START Selected passage

European research ministers and the European Commission have given the go-ahead to three new European energy research infrastructures, including a concentrated solar plant in Spain.

The announcement at the Infrastructures for Energy Research conference in Brussels, Belgium, also included a wind research facility in Denmark and a nuclear research reactor in Belgium.

All are part of the updated European Strategy Forum on Research Infrastructures (ESFRI) roadmap, which is scheduled for publication before the end of the year. Under the newly launched Innovation Union initiative, the EU has set itself the challenge of launching 60% of the research infrastructures identified by ESFRI by 2015.

The project in Spain is called EU-SOLARIS and is based at the Advanced Technology Centre for Renewable Energies (CTAER) in the Desert of Tabernas in Almería, southeastern Spain. The site’s annual insolation of 1,900 kWh/m2 (kilowatt hours per square meter) makes it ideal for an infrastructure project designed to take concentrated solar power technology to the next level.

Concentrated solar power uses reflectors to concentrate the sun’s rays onto a receiver, where the thermal energy is converted into electricity. New scientific and technological developments require experimental demonstration of the suitability, durability, reproducibility, efficiency and competitiveness of concentrated solar power technology that is designed for large-scale deployment.

The EU-SOLARIS facility will fill the gap from theory or lab-scale tests to a demonstration plant of almost commercial size. The EU-SOLARIS project will cost around EUR 80 million.

“Developing world-class research infrastructure in Europe, by pooling resources at EU level, is an important objective of the Innovation Union. These facilities will enable groundbreaking research and innovation and ultimately they could help to secure the EU’s future energy supply," commented the European Commissioner for Research, Innovation and Science, Máire Geoghegan-Quinn.

“We need to bring research, technology, industry and market implementation closer together and that is the purpose of the European Strategic Energy Technology Plan.”

ESFRI, the European Strategy Forum on Research Infrastructures, is a strategic instrument to develop the scientific integration of Europe and to strengthen its international outreach. The competitive and open access to high quality Research Infrastructures supports and benchmarks the quality of the activities of European scientists, and attracts the best researchers from around the world.

 

ec.europa.eu/index_en.htm

 

The mission of ESFRI is to support a coherent and strategy-led approach to policy-making on research infrastructures in Europe, and to facilitate multilateral initiatives leading to the better use and development of research infrastructures, at EU and international level.

ESFRI’s delegates are nominated by the Research Ministers of the Member and Associate Countries, and include a representative of the Commission, working together to develop a joint vision and a common strategy. This strategy aims at overcoming the limits due to fragmentation of individual policies and provides Europe with the most up-to-date Research Infrastructures, responding to the rapidly evolving Science frontiers, advancing also the knowledge-based technologies and their extended use.

END Selected passage
START Record extracts

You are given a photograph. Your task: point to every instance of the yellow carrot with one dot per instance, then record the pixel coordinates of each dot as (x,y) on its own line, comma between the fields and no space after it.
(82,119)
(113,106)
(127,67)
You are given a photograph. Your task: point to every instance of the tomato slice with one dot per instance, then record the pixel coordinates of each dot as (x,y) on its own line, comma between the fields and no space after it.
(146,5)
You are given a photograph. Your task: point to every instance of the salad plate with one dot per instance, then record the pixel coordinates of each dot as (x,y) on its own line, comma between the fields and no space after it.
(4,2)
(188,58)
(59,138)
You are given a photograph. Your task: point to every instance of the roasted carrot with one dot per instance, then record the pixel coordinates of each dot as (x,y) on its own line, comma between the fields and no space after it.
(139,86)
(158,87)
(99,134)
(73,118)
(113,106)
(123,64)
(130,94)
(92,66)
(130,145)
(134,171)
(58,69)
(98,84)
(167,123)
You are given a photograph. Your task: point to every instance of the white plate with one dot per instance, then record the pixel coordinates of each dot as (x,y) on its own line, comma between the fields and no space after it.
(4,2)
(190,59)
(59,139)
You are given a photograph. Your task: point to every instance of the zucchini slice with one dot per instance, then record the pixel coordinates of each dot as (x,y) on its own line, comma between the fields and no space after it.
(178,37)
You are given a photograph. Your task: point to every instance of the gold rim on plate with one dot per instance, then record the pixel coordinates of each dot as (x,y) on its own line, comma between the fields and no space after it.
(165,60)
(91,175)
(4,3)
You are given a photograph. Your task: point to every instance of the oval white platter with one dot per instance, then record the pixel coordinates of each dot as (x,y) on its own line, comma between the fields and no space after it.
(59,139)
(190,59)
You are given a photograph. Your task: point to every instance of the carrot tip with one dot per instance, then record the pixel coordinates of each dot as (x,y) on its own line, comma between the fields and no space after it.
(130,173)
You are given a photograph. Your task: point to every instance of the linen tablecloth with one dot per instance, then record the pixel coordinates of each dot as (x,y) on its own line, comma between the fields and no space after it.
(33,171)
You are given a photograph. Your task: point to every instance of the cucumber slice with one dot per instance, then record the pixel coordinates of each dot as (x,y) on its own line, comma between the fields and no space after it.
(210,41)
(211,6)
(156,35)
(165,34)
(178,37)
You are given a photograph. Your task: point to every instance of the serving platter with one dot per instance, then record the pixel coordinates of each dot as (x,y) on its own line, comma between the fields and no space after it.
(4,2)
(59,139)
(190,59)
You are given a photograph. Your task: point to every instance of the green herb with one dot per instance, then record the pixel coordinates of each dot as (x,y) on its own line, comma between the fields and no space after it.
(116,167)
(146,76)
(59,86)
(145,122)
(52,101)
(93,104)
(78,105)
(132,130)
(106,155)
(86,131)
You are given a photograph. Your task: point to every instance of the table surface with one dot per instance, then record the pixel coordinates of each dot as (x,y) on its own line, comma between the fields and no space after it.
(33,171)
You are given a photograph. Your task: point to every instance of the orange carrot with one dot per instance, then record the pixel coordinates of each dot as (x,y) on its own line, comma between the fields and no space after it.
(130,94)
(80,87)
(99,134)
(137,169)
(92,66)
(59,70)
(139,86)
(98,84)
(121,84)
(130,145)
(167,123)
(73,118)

END Record extracts

> **Brief**
Copy out the stretch of the text on the new European energy research infrastructures that opens with "The announcement at" and closes with "reactor in Belgium.", renaming "Denmark" as "Sweden". The records aren't needed for this work.

> **Response**
The announcement at the Infrastructures for Energy Research conference in Brussels, Belgium, also included a wind research facility in Sweden and a nuclear research reactor in Belgium.